- Opening Delimiter -

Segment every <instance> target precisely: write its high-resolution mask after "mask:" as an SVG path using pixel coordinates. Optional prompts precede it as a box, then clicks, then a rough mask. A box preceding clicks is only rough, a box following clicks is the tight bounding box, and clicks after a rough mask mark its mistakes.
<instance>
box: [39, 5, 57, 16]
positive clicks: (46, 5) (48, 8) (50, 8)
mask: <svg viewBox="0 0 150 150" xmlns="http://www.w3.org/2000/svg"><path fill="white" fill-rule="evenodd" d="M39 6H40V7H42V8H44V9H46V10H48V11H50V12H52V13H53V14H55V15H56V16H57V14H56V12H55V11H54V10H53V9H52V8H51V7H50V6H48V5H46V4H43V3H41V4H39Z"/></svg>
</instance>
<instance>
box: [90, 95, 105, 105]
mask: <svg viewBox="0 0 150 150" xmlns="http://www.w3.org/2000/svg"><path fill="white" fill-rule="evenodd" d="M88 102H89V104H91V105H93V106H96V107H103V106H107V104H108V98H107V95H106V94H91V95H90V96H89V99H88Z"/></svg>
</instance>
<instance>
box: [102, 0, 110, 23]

- Closing Delimiter -

• WHAT IS NEEDED
From the first record to the last, print each one exactly.

• ANSWER BOX
Segment every <instance> target precisely: write its high-resolution mask after "mask:" as an SVG path using pixel coordinates. Optional prompts precede it as a box, then clicks, then a rough mask. A box preceding clicks is only rough, a box following clicks is the tight bounding box, and clicks after a rough mask mark its mistakes.
<instance>
box: [39, 5, 57, 16]
positive clicks: (46, 5) (48, 8) (50, 8)
mask: <svg viewBox="0 0 150 150" xmlns="http://www.w3.org/2000/svg"><path fill="white" fill-rule="evenodd" d="M39 6H40V7H42V8H44V9H46V10H48V11H50V12H52V13H53V14H55V15H56V16H57V14H56V12H55V11H54V10H53V9H52V8H51V7H50V6H48V5H46V4H43V3H41V4H39Z"/></svg>
</instance>
<instance>
box: [90, 95, 105, 105]
mask: <svg viewBox="0 0 150 150" xmlns="http://www.w3.org/2000/svg"><path fill="white" fill-rule="evenodd" d="M88 102H89V104H91V105H93V106H96V107H103V106H107V104H108V98H107V95H106V94H91V95H90V96H89V99H88Z"/></svg>
</instance>
<instance>
box: [102, 0, 110, 23]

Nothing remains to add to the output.